[Items listed in a dataset]
╭──
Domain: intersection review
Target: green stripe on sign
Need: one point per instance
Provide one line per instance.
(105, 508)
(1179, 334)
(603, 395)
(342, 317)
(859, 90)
╰──
Task to carry out ->
Can you reproduce all of the data above, line for line and without any changes?

Response ->
Domain: intersection review
Target: green stripe on sign
Need: one point per instance
Provide one line per instance.
(105, 508)
(1179, 334)
(603, 395)
(342, 317)
(859, 90)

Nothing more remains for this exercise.